● What this task involves:
Answer these questions using the profile of Ken Duckworth below:
(a) In what year did he join NAMI?
(b) Which university did he attend before medical school?
(c) At which organization does he work as Associate Medical Director for Behavioral Health?

● Exercise text:
Psychiatrist, Harvard Professor & Medical Director for NAMI

Ken Duckworth, MD, serves as the medical director for NAMI, the National Alliance on Mental Illness. He is triple board certified by the American Board of Psychiatry and Neurology in Adult, Child and Adolescent, and Forensic Psychiatry and has extensive experience in the public health arena.

Dr. Duckworth is currently an Assistant Clinical Professor at Harvard University Medical School, and has served as a board member of the American Association of Community Psychiatrists. Dr. Duckworth has held clinical and leadership positions in community mental health, school psychiatry and now also works as Associate Medical Director for Behavioral Health at Blue Cross and Blue Shield of Massachusetts.

Prior to joining NAMI in 2003, Dr. Duckworth served as Acting Commissioner of Mental Health and the Medical Director for Department of Mental Health of Massachusetts, as a psychiatrist on a Program of Assertive Community Treatment (PACT) team, and Medical Director of the Massachusetts Mental Health Center.

Dr. Duckworth attended the University of Michigan where he graduated with honors and Temple University School of Medicine where he was named to the medical honor society, AOA. While at Temple, he won awards for his work in psychiatry and neurology. He also has a family member living with mental illness.

● Stored data:
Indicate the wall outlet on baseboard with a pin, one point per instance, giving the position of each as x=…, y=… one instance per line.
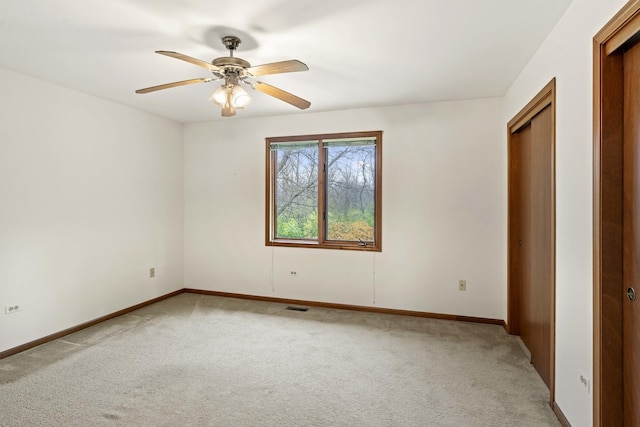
x=10, y=309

● Task answer:
(a) 2003
(b) The University of Michigan
(c) Blue Cross and Blue Shield of Massachusetts